▶ [PROBLEM DESCRIPTION]:
Word-for-word reproduction, images excluded: copy every entry below.
=== Section Start ===
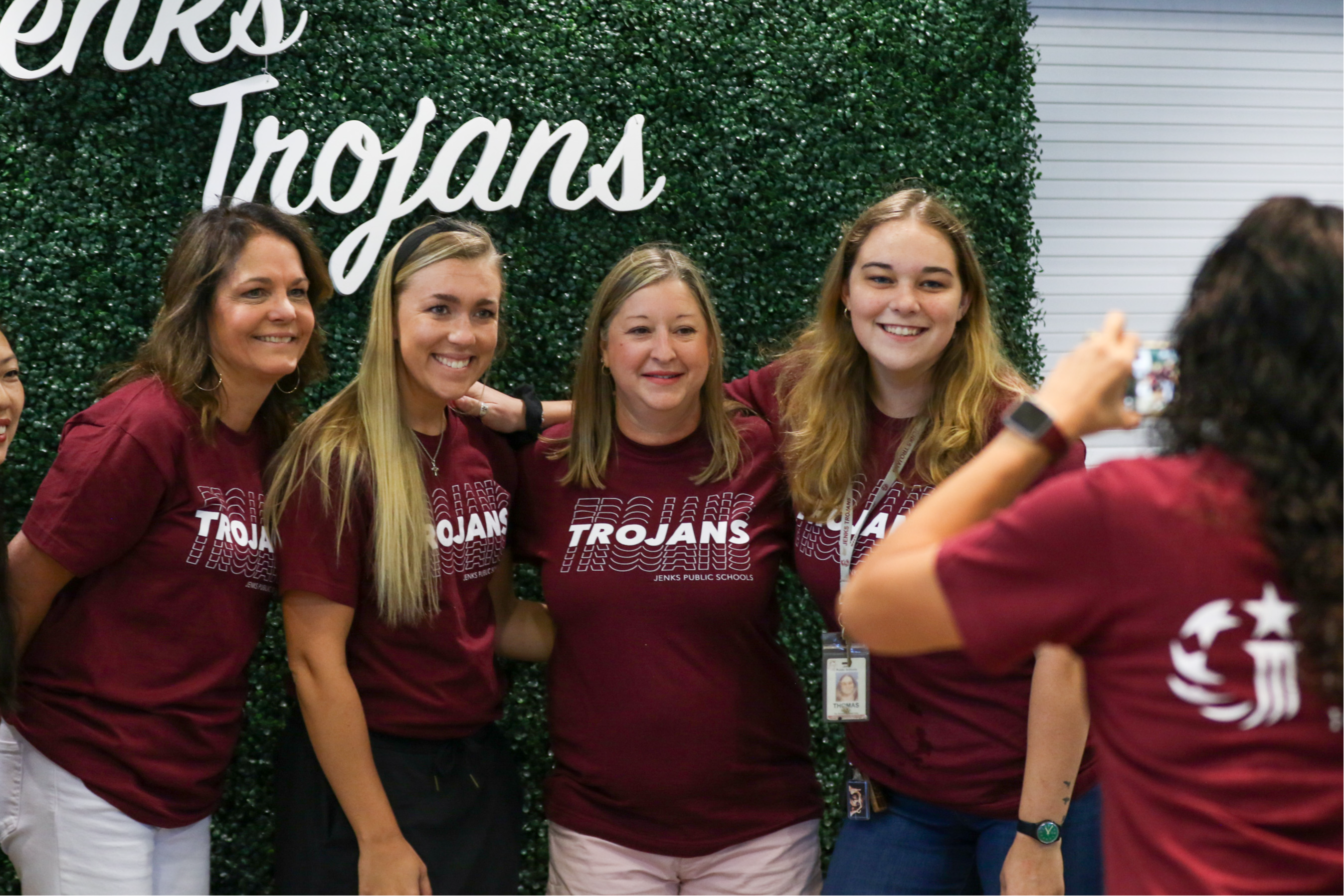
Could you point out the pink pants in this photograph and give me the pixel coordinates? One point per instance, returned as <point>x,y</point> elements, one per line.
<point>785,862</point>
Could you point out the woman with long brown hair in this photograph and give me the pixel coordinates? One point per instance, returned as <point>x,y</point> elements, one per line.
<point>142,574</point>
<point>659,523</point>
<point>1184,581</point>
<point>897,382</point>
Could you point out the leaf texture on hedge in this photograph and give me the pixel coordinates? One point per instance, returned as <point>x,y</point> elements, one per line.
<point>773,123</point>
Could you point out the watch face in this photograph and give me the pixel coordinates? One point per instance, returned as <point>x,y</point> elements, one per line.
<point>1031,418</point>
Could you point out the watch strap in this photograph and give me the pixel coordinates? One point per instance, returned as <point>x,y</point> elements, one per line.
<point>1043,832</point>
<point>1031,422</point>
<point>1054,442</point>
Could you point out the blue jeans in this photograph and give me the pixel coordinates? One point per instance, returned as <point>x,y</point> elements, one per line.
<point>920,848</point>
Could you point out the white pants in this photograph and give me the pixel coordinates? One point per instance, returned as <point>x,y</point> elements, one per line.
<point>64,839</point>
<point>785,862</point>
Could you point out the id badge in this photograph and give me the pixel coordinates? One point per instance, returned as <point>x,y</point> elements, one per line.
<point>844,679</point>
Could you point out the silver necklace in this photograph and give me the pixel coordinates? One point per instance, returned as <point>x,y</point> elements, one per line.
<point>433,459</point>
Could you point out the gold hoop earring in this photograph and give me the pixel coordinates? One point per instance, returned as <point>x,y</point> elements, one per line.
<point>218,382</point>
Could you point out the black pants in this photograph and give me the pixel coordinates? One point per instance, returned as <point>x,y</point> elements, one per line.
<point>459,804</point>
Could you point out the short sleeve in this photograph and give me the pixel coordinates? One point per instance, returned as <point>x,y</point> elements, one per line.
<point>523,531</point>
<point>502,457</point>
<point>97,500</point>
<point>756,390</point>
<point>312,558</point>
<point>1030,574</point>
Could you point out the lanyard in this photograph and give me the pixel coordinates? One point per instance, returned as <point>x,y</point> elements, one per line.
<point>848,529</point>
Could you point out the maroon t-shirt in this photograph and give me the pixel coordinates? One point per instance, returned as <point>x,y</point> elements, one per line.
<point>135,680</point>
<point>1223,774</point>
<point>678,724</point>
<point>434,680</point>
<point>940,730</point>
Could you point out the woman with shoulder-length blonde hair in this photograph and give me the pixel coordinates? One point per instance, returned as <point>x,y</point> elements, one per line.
=== Section End ===
▶ [ANSWER FOR THIS EXERCISE]:
Could you point out the pink pants in this photograph and give me the pixel coordinates? One point per instance, returned as <point>x,y</point> elements, one per line.
<point>785,862</point>
Could you point out the woman with long brown hair in this photograph and give me the pixel coordinates? One point per instance, returned as <point>x,y</point> elements, one per line.
<point>142,574</point>
<point>659,523</point>
<point>1184,581</point>
<point>897,382</point>
Could you point out the leaf texture on hedge in this photograph and give me the pixel coordinates? One point per instance, returned as <point>x,y</point> elements, one per line.
<point>773,123</point>
Could you point out the watch face in this photograph and give me the pixel coordinates? One point per instance, returned as <point>x,y</point> elements, one per line.
<point>1031,418</point>
Could you point out the watch strap in this photograph and give me the pixel coordinates? One point per instance, returned as <point>x,y</point> elements, one per line.
<point>1043,832</point>
<point>1031,422</point>
<point>1054,442</point>
Could you point out the blue jeans in this photograph and give me the pixel coordinates? One point per instance, returned as <point>x,y</point> elements, one per line.
<point>920,848</point>
Could you point out the white pants in this photograph and give me the pixel coordinates? One point per instance, returned as <point>x,y</point> elements, one per line.
<point>64,839</point>
<point>785,862</point>
Could you point out the id badge in this photograph and give me the pixel coordinates? One point per instance, returned as <point>x,y</point> elements, one per line.
<point>844,679</point>
Could you point out the silver necklace in this photograph and give me the pixel coordinates? One point per instance, returned as <point>x,y</point> elements, one per line.
<point>433,459</point>
Could you point out the gold hoop earring in this photograph and give me the pixel coordinates? One point per instance, returned as <point>x,y</point> elements, one per line.
<point>218,382</point>
Could you point out the black pants in this photograph and give me the pixel coordinates? One point per instance, returned as <point>x,y</point> elements, one per line.
<point>459,804</point>
Could you point out the short sleeve in this photograph and give me the pixel coordinates? One point per instance, returned as <point>x,y</point> elements, one per line.
<point>523,531</point>
<point>502,457</point>
<point>97,500</point>
<point>756,390</point>
<point>312,558</point>
<point>1030,574</point>
Could you point out the lanyard in this photograph and give me the pixel coordinates? One point per instance, returned as <point>x,y</point> elements, one per line.
<point>848,529</point>
Could you point out the maroon t-shirt in this photograph and give me the pixel coordinates? One point per instance, returned as <point>x,y</point> elements, one per line.
<point>135,680</point>
<point>1223,774</point>
<point>678,724</point>
<point>434,680</point>
<point>940,730</point>
Could you point out the woman with shoulder-length blonde hair in this photograph and give me the pixel coordinates? One point per instance, returned as <point>x,y</point> elements, one per line.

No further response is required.